• **WRITTEN EXERCISE**
Reproduce exactly the lines beginning with the line that contains "the wheat stalk" and ending at the final line of the material below.

• **ROWS**
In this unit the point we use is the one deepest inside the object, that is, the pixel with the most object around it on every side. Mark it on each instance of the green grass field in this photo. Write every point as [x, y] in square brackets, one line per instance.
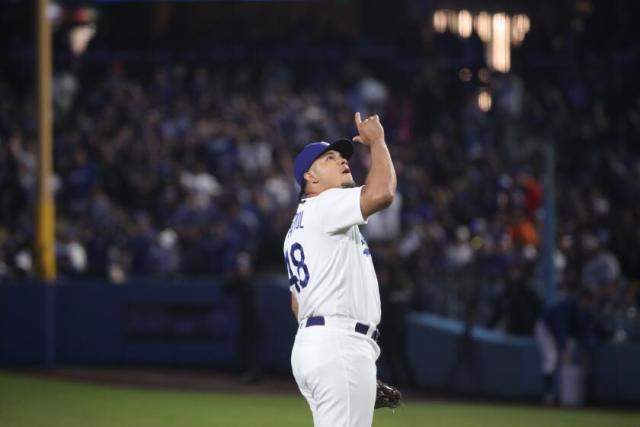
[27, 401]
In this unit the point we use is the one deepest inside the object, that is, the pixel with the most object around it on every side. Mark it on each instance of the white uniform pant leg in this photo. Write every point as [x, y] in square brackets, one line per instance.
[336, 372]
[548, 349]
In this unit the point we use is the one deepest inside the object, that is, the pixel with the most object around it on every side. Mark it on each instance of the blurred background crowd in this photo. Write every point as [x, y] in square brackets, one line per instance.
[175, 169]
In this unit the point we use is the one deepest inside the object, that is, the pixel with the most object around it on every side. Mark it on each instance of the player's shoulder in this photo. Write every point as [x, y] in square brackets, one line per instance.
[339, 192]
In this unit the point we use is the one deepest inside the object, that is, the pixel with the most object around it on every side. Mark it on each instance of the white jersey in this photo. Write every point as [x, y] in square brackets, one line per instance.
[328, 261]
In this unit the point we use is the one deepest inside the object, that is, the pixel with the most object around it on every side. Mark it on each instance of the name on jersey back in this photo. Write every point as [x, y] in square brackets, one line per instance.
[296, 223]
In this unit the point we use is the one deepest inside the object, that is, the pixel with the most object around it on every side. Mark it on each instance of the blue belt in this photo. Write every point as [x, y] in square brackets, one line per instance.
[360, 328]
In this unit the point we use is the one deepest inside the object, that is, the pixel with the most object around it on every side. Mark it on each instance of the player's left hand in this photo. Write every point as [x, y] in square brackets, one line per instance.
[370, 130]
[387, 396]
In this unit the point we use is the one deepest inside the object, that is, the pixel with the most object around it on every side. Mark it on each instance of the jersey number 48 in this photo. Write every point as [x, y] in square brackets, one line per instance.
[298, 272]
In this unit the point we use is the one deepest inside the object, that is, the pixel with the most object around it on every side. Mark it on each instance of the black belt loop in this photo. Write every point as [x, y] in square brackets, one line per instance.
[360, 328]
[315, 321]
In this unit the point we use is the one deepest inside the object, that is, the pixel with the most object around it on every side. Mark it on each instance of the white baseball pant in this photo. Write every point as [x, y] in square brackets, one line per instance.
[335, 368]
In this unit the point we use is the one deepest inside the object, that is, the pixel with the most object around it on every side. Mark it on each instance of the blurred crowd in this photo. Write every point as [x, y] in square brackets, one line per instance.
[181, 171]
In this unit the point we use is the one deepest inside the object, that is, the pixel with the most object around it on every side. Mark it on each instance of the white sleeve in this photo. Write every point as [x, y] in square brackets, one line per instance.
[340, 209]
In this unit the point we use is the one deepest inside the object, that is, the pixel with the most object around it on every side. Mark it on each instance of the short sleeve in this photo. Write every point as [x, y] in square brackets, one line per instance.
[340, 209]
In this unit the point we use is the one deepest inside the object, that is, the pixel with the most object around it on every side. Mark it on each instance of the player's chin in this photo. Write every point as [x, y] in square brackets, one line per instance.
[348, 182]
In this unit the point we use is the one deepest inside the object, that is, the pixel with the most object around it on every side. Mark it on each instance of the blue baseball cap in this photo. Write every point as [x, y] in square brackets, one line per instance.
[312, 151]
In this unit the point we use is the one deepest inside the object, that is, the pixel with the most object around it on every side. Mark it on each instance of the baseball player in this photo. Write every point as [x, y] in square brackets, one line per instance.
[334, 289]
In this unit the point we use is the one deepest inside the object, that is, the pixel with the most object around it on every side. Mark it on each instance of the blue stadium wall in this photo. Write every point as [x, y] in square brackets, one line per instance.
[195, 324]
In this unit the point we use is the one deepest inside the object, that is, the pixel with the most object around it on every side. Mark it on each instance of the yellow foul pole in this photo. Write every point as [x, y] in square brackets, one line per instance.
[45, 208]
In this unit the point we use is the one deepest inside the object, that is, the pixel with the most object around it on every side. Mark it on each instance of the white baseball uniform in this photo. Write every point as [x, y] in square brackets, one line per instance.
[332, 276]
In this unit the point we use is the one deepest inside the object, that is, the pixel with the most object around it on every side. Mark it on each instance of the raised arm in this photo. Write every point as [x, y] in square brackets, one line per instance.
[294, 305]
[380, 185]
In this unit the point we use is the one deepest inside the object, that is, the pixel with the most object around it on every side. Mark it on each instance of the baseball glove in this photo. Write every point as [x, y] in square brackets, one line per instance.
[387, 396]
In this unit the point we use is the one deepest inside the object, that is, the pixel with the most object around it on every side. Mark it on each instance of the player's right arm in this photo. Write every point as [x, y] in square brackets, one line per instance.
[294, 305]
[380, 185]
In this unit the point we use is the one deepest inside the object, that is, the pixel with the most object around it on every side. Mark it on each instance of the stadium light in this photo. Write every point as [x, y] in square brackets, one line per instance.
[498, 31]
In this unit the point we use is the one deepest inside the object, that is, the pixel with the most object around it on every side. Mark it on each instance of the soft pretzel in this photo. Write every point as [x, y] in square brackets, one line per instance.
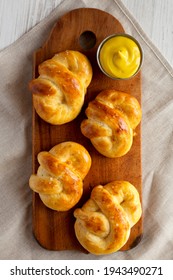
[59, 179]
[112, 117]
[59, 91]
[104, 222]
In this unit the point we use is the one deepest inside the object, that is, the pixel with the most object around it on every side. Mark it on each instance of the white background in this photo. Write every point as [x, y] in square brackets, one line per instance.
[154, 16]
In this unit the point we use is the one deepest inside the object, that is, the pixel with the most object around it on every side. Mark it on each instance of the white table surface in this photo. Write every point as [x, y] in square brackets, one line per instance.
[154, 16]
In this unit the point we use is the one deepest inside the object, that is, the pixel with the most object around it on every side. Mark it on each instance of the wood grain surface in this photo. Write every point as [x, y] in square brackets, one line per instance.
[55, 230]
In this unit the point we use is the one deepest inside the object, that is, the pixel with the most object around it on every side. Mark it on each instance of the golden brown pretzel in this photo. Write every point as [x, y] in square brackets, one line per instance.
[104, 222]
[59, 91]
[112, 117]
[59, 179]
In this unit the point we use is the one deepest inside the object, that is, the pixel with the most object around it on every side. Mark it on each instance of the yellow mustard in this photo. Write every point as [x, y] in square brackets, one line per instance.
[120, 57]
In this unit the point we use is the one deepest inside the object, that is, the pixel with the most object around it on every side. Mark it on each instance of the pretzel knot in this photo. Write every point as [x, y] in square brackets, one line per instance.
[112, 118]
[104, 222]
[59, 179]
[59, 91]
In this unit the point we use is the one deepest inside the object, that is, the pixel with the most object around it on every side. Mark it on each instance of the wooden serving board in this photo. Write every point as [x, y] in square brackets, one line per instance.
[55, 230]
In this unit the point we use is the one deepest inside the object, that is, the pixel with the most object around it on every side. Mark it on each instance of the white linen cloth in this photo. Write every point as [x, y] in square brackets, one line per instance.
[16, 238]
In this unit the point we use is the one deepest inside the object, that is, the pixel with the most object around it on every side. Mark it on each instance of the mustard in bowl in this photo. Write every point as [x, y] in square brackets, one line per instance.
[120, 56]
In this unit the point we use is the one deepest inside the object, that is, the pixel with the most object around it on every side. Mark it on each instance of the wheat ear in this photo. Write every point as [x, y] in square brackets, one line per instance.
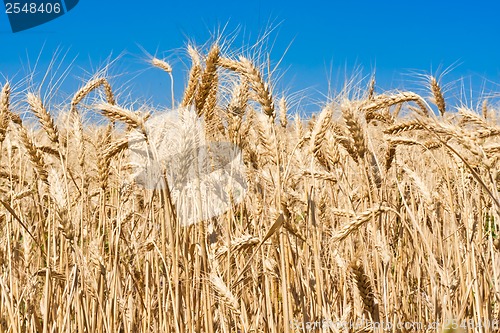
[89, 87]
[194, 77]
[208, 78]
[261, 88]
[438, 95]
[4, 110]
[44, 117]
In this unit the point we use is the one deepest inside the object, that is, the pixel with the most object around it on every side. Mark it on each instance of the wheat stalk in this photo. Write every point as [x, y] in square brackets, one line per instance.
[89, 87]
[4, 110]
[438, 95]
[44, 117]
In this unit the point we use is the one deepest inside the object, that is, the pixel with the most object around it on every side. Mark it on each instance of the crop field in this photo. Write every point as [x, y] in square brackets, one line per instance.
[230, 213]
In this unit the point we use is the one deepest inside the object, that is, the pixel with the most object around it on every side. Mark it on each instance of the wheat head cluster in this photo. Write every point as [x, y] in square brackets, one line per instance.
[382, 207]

• **ANSWER TO THE TASK**
In this unit the point we use is the one deepest inside the object, that is, the pixel with the most object around it on every side. Mark it on each instance of the wheat stalk in this photo. Write every point as [x, y] in square brackets, one line per instance.
[89, 87]
[4, 110]
[438, 95]
[44, 117]
In this unit the point we use is the one deepest inside the object, that is, the pixel with the most object around it on every side. Mark it on each instance of the crop field in this photo. Write every point as [x, y] in square brackets, one line per instance.
[230, 213]
In this unit the point we use is the one deepest inside the object, that is, the pixel with the most object around it on every side. Mark it on each instance of the wheat head cluster in this photo. Write every point as [x, y] in square brackets, one line per instance.
[382, 207]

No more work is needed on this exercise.